CEOP/EOP-1 GAPP Ft. Peck Hourly Surface Meteorology, Flux, and Radiation Data Set

1.0 Contact Information

1.1 UCAR/JOSS Contact

   Steven F Williams
   Data Specialist
   P.O. BOX 3000
   Boulder, CO, USA, 80307-3000

   Telephone: 303-497-8987
   Facsimile: 303-497-8158

   E-Mail Address:

1.2 GAPP Contact

   Tilden Meyers 
   P.O. Box 2456 
   Oak Ridge, TN 37831-2456

   Telephone: 423-576-1233
2.0 General Description
This data set contains the Coordinated Enhanced Observing Period (CEOP)
Enhanced Observing Period 1 (EOP-1) Global Energy and Water Cycle
Experiment (GEWEX) Americas Prediction Project (GAPP) Ft. Peck Hourly
Surface Meteorology, Flux, and Radiation Data Set. This data set contains
hourly data from a single station for the CEOP EOP-1 time period (01 July
2001 to 30 September 2001). The University Corporation for Atmospheric
Research/Joint Office for Science Support (UCAR/JOSS) did not perform
quality control processing on this data set.

## Written instruction 1
Answer the following questions from the data set description above:
(a) What telephone number is listed for the GAPP contact?
(b) What dates does the CEOP EOP-1 time period span?
(c) Which organization did not perform quality control processing on the data set?
## Written instruction 2
Reproduce the stretch of the data set description above from "Enhanced Observing Period 1" through "this data set." without any alteration.
## Written instruction 3
Render the following sentence from the data set description above into French: "This data set contains hourly data from a single station for the CEOP EOP-1 time period (01 July 2001 to 30 September 2001)."

## Extracted data

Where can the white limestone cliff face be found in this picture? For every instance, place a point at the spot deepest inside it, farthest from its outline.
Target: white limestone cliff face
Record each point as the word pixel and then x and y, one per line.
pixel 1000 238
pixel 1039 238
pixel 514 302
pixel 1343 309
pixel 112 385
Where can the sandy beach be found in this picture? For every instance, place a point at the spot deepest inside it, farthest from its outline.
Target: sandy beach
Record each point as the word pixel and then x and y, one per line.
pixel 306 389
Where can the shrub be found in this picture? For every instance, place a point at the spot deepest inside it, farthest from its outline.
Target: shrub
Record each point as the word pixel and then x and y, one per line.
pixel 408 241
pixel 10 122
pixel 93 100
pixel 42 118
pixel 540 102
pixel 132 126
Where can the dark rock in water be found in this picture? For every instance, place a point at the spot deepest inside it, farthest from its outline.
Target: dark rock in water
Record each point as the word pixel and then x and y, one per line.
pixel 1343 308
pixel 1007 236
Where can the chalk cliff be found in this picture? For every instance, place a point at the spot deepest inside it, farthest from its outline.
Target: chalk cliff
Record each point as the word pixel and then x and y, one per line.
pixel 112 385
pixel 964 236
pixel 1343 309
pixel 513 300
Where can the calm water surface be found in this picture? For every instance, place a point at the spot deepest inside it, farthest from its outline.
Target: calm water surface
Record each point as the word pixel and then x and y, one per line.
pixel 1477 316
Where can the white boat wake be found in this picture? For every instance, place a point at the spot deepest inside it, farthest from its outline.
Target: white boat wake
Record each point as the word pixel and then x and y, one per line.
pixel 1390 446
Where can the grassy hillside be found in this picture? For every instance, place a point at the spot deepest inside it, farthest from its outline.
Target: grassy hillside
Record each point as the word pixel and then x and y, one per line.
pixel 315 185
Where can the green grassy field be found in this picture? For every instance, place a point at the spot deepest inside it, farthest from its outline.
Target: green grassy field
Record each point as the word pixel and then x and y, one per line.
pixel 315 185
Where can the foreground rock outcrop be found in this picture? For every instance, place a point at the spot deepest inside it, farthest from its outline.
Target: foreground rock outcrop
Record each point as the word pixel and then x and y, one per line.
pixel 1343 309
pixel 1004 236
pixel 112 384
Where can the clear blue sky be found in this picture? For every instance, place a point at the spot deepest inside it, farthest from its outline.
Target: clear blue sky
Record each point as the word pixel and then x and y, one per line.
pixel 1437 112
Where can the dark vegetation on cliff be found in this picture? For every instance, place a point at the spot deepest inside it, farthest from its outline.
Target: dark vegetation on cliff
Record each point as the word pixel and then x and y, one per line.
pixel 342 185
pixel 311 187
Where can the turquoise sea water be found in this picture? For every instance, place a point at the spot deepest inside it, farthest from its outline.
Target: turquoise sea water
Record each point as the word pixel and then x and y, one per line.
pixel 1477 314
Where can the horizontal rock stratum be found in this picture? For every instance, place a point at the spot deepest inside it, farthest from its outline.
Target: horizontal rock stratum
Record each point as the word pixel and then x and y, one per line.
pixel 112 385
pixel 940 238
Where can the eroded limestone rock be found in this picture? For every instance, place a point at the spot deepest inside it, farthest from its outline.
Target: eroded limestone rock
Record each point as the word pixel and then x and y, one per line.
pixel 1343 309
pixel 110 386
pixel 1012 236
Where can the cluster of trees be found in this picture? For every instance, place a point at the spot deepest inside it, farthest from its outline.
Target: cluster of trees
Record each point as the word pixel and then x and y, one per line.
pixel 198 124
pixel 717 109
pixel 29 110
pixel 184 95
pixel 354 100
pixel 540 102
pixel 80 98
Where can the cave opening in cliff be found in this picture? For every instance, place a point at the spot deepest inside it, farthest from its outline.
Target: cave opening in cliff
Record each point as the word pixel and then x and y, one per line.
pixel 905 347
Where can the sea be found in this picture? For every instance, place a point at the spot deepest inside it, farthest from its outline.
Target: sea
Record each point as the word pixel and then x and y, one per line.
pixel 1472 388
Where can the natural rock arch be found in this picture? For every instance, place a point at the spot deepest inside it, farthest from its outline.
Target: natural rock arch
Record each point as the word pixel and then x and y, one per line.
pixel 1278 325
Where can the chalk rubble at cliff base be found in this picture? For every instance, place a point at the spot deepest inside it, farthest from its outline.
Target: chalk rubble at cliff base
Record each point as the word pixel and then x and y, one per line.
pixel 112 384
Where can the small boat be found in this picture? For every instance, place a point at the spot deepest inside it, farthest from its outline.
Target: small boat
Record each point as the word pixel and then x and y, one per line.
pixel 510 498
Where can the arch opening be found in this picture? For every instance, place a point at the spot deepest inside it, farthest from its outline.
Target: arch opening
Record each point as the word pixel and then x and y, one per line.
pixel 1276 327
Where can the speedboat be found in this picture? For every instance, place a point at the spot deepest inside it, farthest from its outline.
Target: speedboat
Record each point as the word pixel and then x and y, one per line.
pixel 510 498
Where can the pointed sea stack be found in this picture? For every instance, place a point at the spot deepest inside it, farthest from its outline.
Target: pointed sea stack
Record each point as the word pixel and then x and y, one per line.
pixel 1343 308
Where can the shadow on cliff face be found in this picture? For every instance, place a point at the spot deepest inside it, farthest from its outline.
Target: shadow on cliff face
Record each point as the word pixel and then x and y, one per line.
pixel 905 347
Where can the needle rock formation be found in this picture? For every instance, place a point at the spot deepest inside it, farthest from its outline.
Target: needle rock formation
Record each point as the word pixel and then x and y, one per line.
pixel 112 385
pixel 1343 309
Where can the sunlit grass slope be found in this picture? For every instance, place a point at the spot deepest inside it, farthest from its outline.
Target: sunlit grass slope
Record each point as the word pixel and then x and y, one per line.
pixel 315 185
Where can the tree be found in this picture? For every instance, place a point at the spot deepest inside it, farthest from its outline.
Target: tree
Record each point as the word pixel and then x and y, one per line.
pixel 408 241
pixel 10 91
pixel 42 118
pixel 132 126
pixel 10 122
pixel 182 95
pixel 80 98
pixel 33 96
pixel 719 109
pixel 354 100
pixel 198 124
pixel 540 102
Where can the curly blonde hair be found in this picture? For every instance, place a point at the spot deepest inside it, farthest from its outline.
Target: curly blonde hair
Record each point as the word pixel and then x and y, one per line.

## Exercise result 1
(a) 423-576-1233
(b) 01 July 2001 to 30 September 2001
(c) The University Corporation for Atmospheric Research/Joint Office for Science Support (UCAR/JOSS)

## Exercise result 2
Enhanced Observing Period 1 (EOP-1) Global Energy and Water Cycle
Experiment (GEWEX) Americas Prediction Project (GAPP) Ft. Peck Hourly
Surface Meteorology, Flux, and Radiation Data Set. This data set contains
hourly data from a single station for the CEOP EOP-1 time period (01 July
2001 to 30 September 2001). The University Corporation for Atmospheric
Research/Joint Office for Science Support (UCAR/JOSS) did not perform
quality control processing on this data set.

## Exercise result 3
Cet ensemble de données contient des données horaires provenant d'une seule station pour la période CEOP EOP-1 (du 1er juillet 2001 au 30 septembre 2001).